• The task:
Working through the lines below, return each one that holds "chrome".

• Referring expression pointing data:
- - -
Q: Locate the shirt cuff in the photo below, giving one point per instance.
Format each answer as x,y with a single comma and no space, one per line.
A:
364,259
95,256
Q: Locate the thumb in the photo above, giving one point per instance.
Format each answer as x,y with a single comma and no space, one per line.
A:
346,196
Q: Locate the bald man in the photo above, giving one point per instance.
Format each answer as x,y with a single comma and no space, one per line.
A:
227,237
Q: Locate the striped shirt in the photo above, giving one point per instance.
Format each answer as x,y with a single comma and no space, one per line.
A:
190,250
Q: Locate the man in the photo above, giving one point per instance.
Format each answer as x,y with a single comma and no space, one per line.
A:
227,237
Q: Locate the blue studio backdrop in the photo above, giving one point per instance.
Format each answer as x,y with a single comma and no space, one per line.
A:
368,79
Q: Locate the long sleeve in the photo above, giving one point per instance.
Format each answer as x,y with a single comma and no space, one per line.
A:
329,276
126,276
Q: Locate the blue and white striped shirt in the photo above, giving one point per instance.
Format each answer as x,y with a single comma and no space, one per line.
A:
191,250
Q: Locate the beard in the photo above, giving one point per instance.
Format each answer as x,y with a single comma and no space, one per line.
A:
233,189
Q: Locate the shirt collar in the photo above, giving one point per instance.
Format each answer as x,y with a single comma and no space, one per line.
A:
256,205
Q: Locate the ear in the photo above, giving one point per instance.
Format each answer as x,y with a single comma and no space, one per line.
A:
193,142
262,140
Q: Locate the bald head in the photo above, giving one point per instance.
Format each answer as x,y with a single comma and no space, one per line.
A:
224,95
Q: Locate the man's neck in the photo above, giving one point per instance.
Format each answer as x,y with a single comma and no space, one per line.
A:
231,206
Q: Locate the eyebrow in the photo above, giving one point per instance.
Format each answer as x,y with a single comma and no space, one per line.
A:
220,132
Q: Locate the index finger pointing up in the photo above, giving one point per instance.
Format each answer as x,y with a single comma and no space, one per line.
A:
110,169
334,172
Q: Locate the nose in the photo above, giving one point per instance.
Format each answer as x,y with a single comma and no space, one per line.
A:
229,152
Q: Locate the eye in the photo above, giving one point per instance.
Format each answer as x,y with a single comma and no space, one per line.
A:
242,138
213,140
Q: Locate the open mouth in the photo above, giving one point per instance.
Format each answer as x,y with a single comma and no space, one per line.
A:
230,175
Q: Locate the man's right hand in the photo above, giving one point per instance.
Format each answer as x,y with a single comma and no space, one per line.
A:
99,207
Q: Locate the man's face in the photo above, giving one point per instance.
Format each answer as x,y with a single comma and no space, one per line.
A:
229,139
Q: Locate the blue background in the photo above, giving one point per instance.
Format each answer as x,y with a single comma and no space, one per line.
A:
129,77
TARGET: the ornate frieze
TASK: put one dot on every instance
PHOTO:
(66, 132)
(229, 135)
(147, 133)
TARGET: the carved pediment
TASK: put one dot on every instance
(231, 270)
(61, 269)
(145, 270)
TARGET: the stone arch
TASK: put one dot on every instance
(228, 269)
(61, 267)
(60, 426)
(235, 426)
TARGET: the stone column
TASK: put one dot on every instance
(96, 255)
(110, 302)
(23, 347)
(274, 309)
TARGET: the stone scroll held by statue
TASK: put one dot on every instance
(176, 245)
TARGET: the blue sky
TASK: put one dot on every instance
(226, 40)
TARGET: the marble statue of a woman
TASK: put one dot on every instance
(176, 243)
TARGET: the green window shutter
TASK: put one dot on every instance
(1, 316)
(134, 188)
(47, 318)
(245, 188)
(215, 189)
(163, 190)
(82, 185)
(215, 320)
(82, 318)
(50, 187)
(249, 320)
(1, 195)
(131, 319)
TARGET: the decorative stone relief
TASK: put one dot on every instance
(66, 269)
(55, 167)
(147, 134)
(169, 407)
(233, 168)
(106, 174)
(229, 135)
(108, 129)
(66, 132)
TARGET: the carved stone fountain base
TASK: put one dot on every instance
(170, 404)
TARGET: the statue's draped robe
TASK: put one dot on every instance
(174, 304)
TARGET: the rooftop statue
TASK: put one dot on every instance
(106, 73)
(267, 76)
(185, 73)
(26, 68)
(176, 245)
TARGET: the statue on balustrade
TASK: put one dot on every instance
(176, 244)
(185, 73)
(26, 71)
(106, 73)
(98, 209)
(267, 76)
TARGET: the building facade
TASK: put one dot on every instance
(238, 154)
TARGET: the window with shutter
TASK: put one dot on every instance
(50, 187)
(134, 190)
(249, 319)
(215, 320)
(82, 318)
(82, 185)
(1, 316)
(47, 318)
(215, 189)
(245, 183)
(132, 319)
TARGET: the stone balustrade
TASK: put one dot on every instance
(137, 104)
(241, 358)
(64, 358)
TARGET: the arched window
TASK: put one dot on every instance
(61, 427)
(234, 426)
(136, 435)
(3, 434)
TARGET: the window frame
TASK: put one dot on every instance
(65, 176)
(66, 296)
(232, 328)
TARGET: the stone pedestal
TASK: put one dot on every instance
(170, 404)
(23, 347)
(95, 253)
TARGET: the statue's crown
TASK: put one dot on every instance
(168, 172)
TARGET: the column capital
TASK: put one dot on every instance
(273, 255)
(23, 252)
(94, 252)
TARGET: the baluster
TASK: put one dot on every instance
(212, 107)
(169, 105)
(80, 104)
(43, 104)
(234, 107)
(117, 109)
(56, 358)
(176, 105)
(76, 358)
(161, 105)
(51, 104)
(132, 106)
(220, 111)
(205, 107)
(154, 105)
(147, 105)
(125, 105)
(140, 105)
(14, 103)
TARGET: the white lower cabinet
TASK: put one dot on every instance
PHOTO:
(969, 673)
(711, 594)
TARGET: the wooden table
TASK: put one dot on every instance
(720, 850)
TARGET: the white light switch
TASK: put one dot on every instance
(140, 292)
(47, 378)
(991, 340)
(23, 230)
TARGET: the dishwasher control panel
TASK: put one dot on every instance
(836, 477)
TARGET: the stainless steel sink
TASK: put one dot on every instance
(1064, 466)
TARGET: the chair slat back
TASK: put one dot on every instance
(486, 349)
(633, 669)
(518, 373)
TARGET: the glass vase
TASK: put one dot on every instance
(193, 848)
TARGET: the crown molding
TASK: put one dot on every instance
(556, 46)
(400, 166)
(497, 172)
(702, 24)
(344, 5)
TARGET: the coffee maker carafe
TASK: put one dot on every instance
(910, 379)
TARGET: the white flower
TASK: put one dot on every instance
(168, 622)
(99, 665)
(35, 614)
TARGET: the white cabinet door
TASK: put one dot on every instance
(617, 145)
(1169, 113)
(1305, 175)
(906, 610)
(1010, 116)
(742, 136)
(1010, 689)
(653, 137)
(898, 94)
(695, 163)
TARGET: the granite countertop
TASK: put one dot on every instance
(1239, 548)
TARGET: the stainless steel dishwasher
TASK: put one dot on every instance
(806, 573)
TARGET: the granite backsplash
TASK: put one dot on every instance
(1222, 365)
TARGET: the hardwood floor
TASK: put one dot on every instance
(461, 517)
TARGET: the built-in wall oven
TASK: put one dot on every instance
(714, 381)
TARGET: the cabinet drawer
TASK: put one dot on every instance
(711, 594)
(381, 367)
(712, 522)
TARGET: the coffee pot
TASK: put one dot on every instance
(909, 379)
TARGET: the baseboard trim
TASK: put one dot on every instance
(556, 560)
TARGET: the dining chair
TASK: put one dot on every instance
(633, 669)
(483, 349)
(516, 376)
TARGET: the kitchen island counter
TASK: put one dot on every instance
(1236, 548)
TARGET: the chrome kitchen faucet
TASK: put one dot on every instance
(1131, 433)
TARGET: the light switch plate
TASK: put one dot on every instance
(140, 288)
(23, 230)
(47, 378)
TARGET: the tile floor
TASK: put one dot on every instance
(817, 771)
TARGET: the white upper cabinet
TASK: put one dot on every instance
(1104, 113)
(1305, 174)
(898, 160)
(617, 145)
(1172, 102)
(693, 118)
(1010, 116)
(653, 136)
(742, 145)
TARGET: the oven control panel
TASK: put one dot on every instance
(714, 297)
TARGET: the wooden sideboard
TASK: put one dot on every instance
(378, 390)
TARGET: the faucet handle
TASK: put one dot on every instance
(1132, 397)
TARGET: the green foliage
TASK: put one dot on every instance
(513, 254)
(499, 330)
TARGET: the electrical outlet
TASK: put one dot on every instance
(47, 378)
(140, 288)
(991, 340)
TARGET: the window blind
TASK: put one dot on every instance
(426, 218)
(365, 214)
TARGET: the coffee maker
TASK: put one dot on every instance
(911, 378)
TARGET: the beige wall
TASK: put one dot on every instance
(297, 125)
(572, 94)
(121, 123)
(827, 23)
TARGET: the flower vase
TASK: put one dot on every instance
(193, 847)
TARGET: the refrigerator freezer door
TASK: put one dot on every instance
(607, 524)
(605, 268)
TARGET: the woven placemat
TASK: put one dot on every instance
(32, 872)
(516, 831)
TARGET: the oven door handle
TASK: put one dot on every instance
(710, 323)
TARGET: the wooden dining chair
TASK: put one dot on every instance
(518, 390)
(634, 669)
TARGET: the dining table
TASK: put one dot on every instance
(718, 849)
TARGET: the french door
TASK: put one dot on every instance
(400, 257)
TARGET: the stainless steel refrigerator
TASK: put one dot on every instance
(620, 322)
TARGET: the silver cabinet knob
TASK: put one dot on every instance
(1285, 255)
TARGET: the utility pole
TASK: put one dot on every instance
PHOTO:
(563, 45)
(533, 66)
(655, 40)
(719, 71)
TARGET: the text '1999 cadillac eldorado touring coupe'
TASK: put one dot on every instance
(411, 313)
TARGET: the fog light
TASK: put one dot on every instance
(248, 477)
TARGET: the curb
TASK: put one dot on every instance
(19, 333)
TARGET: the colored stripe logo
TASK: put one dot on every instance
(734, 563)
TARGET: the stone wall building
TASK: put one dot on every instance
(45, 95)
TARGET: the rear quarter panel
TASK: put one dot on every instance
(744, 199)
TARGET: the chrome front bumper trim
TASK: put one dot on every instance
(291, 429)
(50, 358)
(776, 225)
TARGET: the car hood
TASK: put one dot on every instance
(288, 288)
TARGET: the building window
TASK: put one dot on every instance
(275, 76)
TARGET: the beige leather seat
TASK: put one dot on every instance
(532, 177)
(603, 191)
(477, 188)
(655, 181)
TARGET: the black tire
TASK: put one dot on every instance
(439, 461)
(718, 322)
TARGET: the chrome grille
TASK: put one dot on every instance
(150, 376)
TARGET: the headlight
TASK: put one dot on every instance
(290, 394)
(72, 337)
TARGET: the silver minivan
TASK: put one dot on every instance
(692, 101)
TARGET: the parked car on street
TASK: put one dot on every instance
- - -
• Solution for this task:
TARGET: the chrome kitchen faucet
TARGET: the chrome front bumper trim
TARGET: the chrome grille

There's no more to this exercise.